> [Your task]
Repeat, exactly and alone, every line from the line that contains "of the thick" to the end of the entries.

> [Data rows]

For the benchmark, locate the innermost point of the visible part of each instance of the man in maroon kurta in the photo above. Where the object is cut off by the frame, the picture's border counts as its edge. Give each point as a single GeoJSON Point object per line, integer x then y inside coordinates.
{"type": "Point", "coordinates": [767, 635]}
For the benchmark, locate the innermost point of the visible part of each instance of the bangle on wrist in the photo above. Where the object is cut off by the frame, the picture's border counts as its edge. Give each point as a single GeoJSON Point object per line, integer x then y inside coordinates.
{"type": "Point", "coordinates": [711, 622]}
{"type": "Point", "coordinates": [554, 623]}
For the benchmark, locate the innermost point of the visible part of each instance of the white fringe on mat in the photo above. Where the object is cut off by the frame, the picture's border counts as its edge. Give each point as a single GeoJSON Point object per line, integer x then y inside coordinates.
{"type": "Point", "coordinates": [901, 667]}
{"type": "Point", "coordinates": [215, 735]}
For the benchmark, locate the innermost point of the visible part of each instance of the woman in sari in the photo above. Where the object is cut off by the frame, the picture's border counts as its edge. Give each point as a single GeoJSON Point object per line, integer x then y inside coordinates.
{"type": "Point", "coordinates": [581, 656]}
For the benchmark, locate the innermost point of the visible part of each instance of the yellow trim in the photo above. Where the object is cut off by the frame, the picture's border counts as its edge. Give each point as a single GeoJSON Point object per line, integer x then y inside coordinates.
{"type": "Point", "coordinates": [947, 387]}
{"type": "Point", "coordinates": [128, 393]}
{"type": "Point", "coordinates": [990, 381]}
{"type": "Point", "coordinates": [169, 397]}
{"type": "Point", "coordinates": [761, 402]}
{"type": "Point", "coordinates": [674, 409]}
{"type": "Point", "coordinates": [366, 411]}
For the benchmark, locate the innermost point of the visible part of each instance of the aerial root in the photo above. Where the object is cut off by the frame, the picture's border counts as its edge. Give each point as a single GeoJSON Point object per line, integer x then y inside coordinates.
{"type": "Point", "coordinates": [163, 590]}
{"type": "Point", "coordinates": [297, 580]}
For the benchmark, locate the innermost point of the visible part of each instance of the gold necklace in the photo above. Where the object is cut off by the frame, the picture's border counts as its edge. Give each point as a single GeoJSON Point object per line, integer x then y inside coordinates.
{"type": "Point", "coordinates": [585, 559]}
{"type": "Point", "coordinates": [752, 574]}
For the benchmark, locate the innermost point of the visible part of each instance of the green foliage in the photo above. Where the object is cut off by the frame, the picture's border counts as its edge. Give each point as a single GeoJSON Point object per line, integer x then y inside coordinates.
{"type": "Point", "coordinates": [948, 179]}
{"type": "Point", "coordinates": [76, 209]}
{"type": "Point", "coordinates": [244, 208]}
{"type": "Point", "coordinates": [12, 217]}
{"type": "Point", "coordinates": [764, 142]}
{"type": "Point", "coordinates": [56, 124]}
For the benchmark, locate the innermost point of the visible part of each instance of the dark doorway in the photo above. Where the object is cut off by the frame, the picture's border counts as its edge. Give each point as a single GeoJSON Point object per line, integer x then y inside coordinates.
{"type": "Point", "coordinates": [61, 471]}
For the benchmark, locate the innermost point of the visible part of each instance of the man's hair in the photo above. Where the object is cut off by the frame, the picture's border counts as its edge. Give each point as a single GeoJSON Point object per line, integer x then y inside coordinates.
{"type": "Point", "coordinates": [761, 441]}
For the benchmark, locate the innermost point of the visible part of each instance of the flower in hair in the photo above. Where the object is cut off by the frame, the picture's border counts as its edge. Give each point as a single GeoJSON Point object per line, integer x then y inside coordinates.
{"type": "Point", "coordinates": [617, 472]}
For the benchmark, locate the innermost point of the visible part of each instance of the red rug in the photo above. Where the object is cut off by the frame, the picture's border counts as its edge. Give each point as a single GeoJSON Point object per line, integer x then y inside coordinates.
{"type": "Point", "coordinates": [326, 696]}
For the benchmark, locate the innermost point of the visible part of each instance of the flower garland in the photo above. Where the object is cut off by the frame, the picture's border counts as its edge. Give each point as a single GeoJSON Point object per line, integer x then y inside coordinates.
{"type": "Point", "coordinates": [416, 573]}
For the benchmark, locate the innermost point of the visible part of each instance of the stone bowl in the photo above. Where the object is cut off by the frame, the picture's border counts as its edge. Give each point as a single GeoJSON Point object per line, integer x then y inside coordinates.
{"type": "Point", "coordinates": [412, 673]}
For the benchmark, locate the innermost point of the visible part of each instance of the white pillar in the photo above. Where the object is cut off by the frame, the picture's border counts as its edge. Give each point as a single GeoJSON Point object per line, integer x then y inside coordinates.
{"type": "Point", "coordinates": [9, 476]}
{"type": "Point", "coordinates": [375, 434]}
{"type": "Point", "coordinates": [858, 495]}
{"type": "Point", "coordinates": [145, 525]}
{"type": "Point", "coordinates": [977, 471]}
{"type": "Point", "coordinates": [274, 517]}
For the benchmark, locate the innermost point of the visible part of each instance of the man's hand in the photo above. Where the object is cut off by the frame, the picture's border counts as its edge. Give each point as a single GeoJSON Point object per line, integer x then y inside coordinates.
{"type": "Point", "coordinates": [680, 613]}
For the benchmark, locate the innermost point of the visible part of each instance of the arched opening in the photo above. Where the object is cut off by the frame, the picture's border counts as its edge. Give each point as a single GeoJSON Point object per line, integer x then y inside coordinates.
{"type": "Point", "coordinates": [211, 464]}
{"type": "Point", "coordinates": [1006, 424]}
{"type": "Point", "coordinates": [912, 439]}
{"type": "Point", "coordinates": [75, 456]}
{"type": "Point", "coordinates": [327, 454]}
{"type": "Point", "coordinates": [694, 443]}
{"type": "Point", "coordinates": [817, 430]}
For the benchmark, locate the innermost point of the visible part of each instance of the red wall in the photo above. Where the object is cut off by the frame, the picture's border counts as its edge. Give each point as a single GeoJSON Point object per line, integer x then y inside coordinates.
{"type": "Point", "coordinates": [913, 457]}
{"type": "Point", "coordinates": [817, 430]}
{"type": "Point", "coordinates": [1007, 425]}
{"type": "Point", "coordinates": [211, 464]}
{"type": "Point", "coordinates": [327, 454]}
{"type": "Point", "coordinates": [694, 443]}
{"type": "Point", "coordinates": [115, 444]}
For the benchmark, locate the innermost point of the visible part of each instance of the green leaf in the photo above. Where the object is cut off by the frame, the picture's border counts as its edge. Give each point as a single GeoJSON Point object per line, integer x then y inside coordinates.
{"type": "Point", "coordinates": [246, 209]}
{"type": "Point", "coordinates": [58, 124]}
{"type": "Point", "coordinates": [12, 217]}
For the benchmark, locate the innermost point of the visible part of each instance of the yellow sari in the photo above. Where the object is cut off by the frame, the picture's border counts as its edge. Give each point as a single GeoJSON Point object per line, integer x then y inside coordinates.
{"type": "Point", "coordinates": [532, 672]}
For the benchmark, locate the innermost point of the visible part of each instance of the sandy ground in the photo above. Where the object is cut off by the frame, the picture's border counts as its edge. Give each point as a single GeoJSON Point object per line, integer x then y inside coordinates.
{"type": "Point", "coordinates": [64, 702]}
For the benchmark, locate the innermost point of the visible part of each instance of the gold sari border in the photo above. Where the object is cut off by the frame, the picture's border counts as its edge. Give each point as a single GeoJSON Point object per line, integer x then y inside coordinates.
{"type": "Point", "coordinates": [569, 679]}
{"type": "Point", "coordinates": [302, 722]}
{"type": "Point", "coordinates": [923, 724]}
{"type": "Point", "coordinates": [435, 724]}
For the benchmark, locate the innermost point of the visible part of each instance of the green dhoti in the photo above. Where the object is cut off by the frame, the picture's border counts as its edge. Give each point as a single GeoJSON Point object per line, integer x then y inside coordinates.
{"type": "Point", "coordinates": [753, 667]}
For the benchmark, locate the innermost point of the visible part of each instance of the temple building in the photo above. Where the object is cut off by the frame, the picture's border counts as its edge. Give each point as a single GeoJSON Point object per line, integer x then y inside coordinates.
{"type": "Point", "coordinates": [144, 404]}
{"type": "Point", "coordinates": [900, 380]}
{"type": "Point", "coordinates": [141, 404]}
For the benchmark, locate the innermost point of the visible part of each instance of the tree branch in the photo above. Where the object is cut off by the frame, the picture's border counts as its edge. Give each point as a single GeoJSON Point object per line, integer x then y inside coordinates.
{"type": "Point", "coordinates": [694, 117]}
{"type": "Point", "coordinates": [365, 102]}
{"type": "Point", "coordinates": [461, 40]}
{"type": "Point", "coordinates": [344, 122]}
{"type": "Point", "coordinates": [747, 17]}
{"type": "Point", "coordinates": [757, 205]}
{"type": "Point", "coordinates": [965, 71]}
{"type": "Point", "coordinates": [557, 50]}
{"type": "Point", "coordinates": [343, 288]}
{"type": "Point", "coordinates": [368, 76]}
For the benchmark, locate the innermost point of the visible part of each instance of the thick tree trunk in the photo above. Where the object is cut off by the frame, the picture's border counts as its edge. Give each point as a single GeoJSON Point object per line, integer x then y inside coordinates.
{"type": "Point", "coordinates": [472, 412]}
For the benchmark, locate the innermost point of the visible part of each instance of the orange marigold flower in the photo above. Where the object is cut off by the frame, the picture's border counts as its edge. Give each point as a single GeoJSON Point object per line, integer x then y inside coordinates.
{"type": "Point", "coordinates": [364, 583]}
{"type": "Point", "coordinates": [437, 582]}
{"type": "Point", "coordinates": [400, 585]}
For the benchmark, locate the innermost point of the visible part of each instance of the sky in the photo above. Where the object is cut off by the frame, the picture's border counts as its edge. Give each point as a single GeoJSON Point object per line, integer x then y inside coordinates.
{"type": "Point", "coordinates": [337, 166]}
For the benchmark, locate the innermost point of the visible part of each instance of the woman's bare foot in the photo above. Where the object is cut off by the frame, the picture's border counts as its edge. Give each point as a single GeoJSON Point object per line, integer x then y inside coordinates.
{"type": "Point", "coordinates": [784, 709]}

> [In response]
For the benchmark, locate the innermost point of the visible part of each instance of the thick tree trunk in the photo above. Where the object is cut off by the frame, the picture's border counts as its edge. Give each point as a single GeoJSON Point object per line, integer x then y inside coordinates.
{"type": "Point", "coordinates": [472, 412]}
For the benchmark, locate the innermost point of the visible part of each instance of the orange marigold flower in the photo above. Where the object is cut off by the frame, the picture's border counts as its edge. Give each point as a single GeoJSON Point object per line, integer x then y inside coordinates.
{"type": "Point", "coordinates": [364, 583]}
{"type": "Point", "coordinates": [437, 582]}
{"type": "Point", "coordinates": [400, 585]}
For the benchmark, locate the innermost point of the visible part of each instance of the sky in the photo above. Where the object is cut off by the frame, the picture's border counts as its edge. Give each point as a single GeoJSON Point object per line, integer x then y inside coordinates.
{"type": "Point", "coordinates": [337, 166]}
For the benchmark, locate the innermost point of the visible part of each instance of the woman's bare foot in the photo above. Where the object is cut off by the frame, the picture's border counts as its edge. Give each point as a single GeoJSON Point object per line, integer x then y inside coordinates.
{"type": "Point", "coordinates": [784, 709]}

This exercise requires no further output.